_Objective_:
Continue the review of the 2011 Austin City Limits Music Festival from the point at which it stops.

_Document section_:
Volume: Austin City Limits Festival 9/16-18 2011, Zilker Park, Austin, TX
My excitement level for this year’s installment of Austin City Limits Music Festival wasn’t what it had been in the past. Not since the minute I gazed upon its lineup was I overly excited about much. The rumors of Bruce Springsteen were dashed and the inclusion of Coldplay each picked a body part and stomped on it. Then I thought surely the scheduling could possibly work in my favor, but alas, I was kicked in another body part as Stevie Wonder and My Morning Jacket were pitted against one another. On a festival lineup in which I was SCROUNGING to find interest, the rug was pulled out from under me.
I realize not every year is going to be stellar for me. 2010 gave me well more than enough to see and I couldn’t ingest it all. I left satisfied and spent. For the general public, this year was knocked out of the park for their 10th version of the perennial festival. Kanye West, Coldplay, Arcade Fire, Stevie Wonder and My Morning Jacket make for incredible festival headliners, and strategically scheduled would have worked out for me as well. But it didn’t. So much that extenuating circumstances kept me from even attending Friday’s shows.
Finally making it to the park on Saturday, I struggled to muster interest in seeing much. Watching the last couple of songs from The Antlers kicked off my day. They were good, but not terribly engaging, which will be a theme of the weekend. Following an attempt to watch Young the Giant in the first outburst of rain for the weekend, things woke up a little bit with Boston’s J. Roddy Walston and the Business, with their energetic rock set that our good friend Kim Berg likened to a 5 years younger Kings of Leon. Let’s pray they don’t find the same fate.

Location labeling records

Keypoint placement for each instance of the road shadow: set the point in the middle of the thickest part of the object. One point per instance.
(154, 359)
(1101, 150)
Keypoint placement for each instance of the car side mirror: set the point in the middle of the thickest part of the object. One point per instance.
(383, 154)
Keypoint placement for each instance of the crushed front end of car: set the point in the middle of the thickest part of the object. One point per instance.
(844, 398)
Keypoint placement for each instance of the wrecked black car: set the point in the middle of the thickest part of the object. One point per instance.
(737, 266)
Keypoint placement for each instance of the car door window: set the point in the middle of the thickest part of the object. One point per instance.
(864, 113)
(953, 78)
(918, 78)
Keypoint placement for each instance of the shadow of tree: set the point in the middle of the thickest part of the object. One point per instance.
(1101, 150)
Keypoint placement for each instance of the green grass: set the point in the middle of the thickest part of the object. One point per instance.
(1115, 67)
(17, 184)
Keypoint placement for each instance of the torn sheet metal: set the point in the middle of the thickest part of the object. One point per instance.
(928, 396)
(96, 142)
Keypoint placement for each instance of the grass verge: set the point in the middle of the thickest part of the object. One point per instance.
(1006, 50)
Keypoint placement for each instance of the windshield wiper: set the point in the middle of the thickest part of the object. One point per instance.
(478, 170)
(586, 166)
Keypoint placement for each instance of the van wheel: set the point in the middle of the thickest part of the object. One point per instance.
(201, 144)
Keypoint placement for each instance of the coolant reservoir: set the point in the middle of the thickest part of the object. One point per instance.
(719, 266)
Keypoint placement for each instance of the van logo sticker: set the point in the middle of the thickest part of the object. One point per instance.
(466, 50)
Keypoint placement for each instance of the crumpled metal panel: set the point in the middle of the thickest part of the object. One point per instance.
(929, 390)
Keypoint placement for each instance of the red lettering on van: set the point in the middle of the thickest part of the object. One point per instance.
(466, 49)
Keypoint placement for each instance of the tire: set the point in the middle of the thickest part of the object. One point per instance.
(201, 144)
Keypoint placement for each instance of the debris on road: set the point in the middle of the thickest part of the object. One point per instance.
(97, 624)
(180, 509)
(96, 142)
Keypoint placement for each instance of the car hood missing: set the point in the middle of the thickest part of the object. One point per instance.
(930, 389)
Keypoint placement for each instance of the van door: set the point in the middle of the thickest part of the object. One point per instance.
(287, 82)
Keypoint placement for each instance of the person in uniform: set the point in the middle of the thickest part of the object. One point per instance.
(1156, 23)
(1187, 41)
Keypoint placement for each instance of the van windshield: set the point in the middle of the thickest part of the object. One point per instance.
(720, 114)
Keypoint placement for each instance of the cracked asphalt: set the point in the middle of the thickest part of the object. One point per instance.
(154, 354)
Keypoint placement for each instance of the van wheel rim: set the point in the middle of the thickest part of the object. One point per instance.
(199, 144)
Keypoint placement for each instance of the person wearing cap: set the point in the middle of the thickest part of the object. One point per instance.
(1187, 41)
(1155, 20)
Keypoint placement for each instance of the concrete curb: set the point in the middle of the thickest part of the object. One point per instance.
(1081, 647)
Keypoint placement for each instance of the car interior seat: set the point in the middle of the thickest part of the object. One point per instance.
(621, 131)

_Output for this task_:
Next on the schedule came Daniel Lanois’ Black Dub. I made my way towards the front during their set, and was able to watch the man responsible for co-producing my favorite album of all time, U2’s The Unforgettable Fire. The recurring theme of the weekend reared its head again as I struggled to watch Alison Krauss & Union Station – so great but not engaging me at all. I think there were sound difficulties on the Bud Light stage they were playing, and will be confirmed at a more crucial hour later in the day. Everyone I knew who saw Fitz and the Tantrums had a wonderful time, I only caught the first song or so, and they were fine but again, lacking that engagement factor. The legendary Wanda Jackson tore through her classic old school rock-a-billy set set to a massive crowd which led me up to the first dazzle moment of the weekend: TV On The Radio. This band is tremendous, and I must thank them for lifting me out of my Saturday funk.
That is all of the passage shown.